ЦИТИРУЕМЫЙ ТЕКСТ:
►

Читаем Записки об Анне Ахматовой. 1952-1962 полностью

Валентина, звезда, мечтанье!Как поют твои соловьи…

Анна Андреевна, уже в платке и в шубе, стоит в передней, а я, тоже одетая, мечусь по комнате: пропал ключ. Дверь заперта изнутри, а ключа нет. Я в десятый раз обшариваю карманы пальто, сумку, муфту, портфель, ищу на столах, на стульях, задыхаясь от спешки. Бессмысленно тычусь в ванную и на кухню. А для спешки-то моей собственно нет никакой причины; Анна Андреевна ранним вечером собралась домой – всего лишь; причина одна: Ахматова негодующей Федрой стоит в передней, почти уткнувшись в двери лбом: вся – гнев, вся – нетерпение. Спадая с плеч, окаменела чужая шуба; голова закинута; гневно дрожат вырезные ноздри. Ключа нет. Я приношу из комнаты в переднюю стул, прошу Анну Андреевну сесть, чтобы я могла сосредоточиться, вспомнить. Анна Андреевна стоит у двери, поднимая голову все выше, презирая стул и меня. Как это я осмеливаюсь, со стулом или без стула, заставлять ее, Анну Ахматову, ждать! вот что выражает в эту секунду статуя негодующей Федры. От сознания собственной преступности я теряю соображение и память. (А ключ-то, оказалось, мирно покоился в кармане халата: утром я без пальто бегала к соседям через площадку за солью.)

◄

[Данные сегментации областей]
►

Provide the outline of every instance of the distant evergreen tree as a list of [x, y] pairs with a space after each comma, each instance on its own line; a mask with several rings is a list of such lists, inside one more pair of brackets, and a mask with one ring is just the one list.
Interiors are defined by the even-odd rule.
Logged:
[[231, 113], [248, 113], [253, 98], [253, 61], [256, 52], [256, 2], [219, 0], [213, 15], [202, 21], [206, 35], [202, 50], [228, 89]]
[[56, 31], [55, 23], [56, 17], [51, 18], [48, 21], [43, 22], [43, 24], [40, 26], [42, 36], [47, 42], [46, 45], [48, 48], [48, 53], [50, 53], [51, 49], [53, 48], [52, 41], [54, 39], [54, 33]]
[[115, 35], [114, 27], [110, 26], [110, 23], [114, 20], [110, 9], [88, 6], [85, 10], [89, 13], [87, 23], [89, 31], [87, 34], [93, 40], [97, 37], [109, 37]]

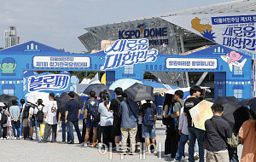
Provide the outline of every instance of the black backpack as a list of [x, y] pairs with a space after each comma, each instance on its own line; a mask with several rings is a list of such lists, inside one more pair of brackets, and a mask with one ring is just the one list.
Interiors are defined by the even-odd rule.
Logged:
[[154, 124], [154, 113], [152, 104], [150, 107], [147, 108], [146, 113], [143, 116], [143, 124], [148, 127], [153, 127]]
[[88, 100], [88, 115], [91, 123], [99, 122], [98, 109], [99, 109], [99, 102], [97, 100], [95, 100], [95, 101], [91, 100]]
[[121, 120], [122, 119], [122, 113], [119, 112], [121, 101], [118, 98], [115, 98], [114, 100], [118, 102], [118, 108], [117, 108], [117, 111], [115, 112], [115, 115], [114, 116], [119, 120]]
[[4, 114], [4, 112], [5, 111], [1, 113], [1, 114], [2, 114], [1, 124], [7, 124], [7, 120], [8, 120], [8, 118], [7, 118], [6, 114]]
[[38, 110], [37, 113], [37, 122], [42, 123], [44, 121], [44, 113], [43, 112], [44, 107], [41, 108], [41, 110], [39, 110], [38, 107], [37, 108]]
[[30, 104], [26, 104], [24, 110], [23, 110], [23, 114], [22, 114], [22, 119], [27, 119], [29, 115], [29, 109], [32, 106]]

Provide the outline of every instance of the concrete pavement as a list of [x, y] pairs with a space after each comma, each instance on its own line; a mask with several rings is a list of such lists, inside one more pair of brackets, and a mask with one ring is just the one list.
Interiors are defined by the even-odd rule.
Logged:
[[[79, 127], [82, 128], [82, 121]], [[75, 142], [78, 143], [76, 133]], [[166, 128], [161, 121], [156, 124], [156, 142], [158, 155], [137, 154], [120, 155], [119, 153], [105, 152], [97, 148], [80, 148], [78, 144], [68, 145], [57, 143], [38, 143], [26, 140], [1, 140], [0, 157], [4, 161], [170, 161], [171, 158], [164, 157], [164, 144], [166, 139]], [[61, 130], [59, 130], [57, 141], [61, 141]], [[238, 148], [238, 155], [241, 158], [242, 147]], [[188, 146], [185, 148], [184, 159], [188, 161]]]

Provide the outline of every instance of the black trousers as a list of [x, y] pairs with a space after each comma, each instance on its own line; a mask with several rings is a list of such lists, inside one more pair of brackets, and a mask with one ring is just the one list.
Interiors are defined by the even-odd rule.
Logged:
[[82, 139], [81, 142], [84, 142], [85, 140], [85, 133], [86, 133], [86, 124], [84, 123], [85, 119], [83, 119], [83, 131], [82, 131]]
[[3, 127], [3, 138], [7, 138], [7, 127]]
[[57, 133], [57, 124], [49, 124], [48, 123], [45, 124], [45, 130], [44, 130], [44, 138], [43, 141], [46, 142], [49, 134], [49, 130], [50, 129], [52, 130], [51, 135], [52, 135], [52, 142], [55, 142], [56, 141], [56, 133]]
[[102, 143], [106, 144], [109, 148], [109, 143], [113, 142], [113, 137], [111, 136], [112, 125], [101, 126], [102, 130]]
[[166, 126], [166, 142], [165, 142], [165, 154], [172, 154], [172, 158], [175, 158], [179, 141], [179, 134], [177, 128]]
[[[84, 142], [85, 141], [85, 134], [86, 134], [86, 124], [84, 123], [85, 119], [83, 119], [83, 131], [82, 131], [82, 139], [81, 142]], [[93, 136], [93, 129], [90, 129], [89, 133], [89, 141], [92, 142], [92, 136]]]
[[102, 143], [102, 126], [99, 124], [99, 127], [97, 128], [98, 143]]

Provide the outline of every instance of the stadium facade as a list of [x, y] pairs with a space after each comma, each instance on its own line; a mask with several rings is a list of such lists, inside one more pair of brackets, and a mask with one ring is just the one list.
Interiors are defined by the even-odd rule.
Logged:
[[[79, 39], [91, 51], [101, 49], [102, 40], [130, 38], [148, 38], [149, 48], [154, 48], [164, 55], [182, 55], [189, 50], [206, 45], [214, 45], [215, 42], [189, 32], [164, 18], [177, 15], [214, 14], [225, 13], [255, 13], [256, 1], [238, 0], [213, 5], [183, 9], [176, 12], [138, 18], [121, 22], [114, 22], [98, 26], [84, 28], [87, 32]], [[165, 84], [176, 86], [189, 86], [186, 72], [152, 72]]]

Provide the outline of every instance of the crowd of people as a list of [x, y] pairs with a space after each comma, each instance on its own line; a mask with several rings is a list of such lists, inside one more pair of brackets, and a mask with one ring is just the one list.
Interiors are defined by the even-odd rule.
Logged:
[[[74, 144], [74, 127], [81, 147], [86, 148], [91, 143], [93, 148], [97, 146], [122, 153], [136, 154], [143, 151], [157, 153], [157, 107], [154, 101], [147, 100], [136, 102], [119, 87], [114, 92], [116, 98], [110, 101], [109, 94], [105, 91], [100, 93], [99, 96], [95, 91], [90, 91], [82, 109], [74, 99], [75, 93], [73, 91], [68, 93], [69, 101], [65, 108], [58, 108], [54, 93], [49, 94], [49, 101], [44, 103], [38, 99], [37, 105], [26, 103], [21, 99], [20, 107], [19, 102], [14, 100], [12, 106], [0, 107], [0, 138], [20, 140], [20, 125], [22, 123], [23, 139], [33, 140], [35, 132], [35, 141], [56, 142], [57, 130], [61, 127], [61, 142]], [[250, 119], [240, 124], [238, 129], [232, 129], [221, 117], [224, 107], [215, 103], [212, 107], [213, 117], [205, 122], [206, 130], [200, 130], [195, 127], [189, 110], [204, 99], [204, 91], [199, 86], [193, 86], [189, 93], [190, 97], [185, 101], [183, 100], [182, 90], [166, 95], [162, 119], [166, 126], [165, 156], [171, 156], [172, 161], [182, 160], [185, 144], [189, 143], [189, 161], [197, 159], [201, 162], [205, 159], [239, 161], [237, 148], [227, 142], [228, 138], [237, 135], [243, 145], [241, 161], [256, 161], [255, 112], [247, 109]], [[82, 133], [79, 127], [81, 113], [84, 114]], [[43, 124], [45, 124], [44, 133], [40, 136]], [[142, 147], [144, 146], [143, 143], [145, 148]]]

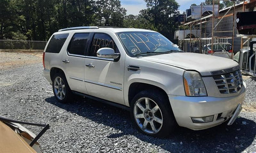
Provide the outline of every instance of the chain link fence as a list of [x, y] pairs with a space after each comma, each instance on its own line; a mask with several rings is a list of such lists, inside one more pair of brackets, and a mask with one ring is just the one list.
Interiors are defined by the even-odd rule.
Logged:
[[0, 40], [0, 50], [43, 50], [47, 42]]

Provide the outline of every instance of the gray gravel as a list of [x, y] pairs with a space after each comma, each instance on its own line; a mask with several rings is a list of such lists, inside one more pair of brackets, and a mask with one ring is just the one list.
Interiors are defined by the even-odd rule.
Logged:
[[42, 70], [41, 63], [0, 70], [0, 115], [49, 123], [39, 141], [44, 152], [256, 152], [255, 79], [245, 80], [246, 109], [232, 126], [199, 131], [179, 127], [169, 138], [157, 139], [138, 133], [125, 110], [82, 98], [58, 103]]

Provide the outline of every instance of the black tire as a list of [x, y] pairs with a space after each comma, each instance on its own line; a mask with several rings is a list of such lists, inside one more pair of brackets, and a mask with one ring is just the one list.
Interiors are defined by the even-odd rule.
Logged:
[[55, 98], [61, 103], [71, 101], [73, 93], [68, 86], [65, 76], [62, 73], [54, 75], [52, 82], [52, 90]]
[[140, 132], [164, 138], [175, 130], [177, 123], [171, 105], [161, 92], [142, 91], [133, 98], [131, 104], [132, 122]]

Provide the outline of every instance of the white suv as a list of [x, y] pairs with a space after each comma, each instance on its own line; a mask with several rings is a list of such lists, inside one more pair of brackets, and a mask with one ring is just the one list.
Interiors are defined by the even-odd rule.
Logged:
[[154, 136], [167, 136], [177, 124], [231, 125], [245, 95], [237, 62], [185, 53], [148, 30], [61, 29], [49, 39], [43, 65], [59, 101], [76, 94], [129, 109], [139, 130]]

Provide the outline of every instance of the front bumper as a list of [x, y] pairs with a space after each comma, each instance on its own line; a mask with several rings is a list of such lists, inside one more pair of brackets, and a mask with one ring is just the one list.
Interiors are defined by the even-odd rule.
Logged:
[[[238, 104], [242, 104], [244, 100], [245, 88], [243, 86], [238, 95], [230, 97], [168, 96], [178, 124], [199, 130], [219, 125], [231, 117]], [[211, 122], [194, 123], [191, 119], [191, 117], [212, 115], [214, 118]]]

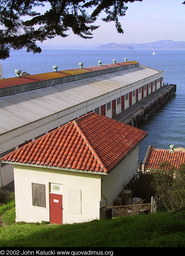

◄

ТРЕБУЕМЫЕ ДЕЙСТВИЯ:
A - Объясните по отрывку, зачем из комнаты в переднюю приносят стул.
B - Перепечатайте из записей без изменений строки от строки с "Provide the outline of every instance of the black backpack" до строки с "127], [153, 127]]", включая обе.
Отрывок и записи никак не связаны между собой.

ОЖИДАЕМЫЕ ОТВЕТЫ:
A - Стул приносят, чтобы Анна Андреевна села. Тогда тот, кто ищет ключ, сможет сосредоточиться и вспомнить.

B -
Provide the outline of every instance of the black backpack as a list of [x, y] pairs with a space after each comma, each instance on its own line; a mask with several rings is a list of such lists, inside one more pair of brackets, and a mask with one ring is just the one list.
Interiors are defined by the even-odd rule.
Logged:
[[154, 124], [154, 113], [152, 104], [150, 107], [147, 108], [146, 113], [143, 116], [143, 124], [148, 127], [153, 127]]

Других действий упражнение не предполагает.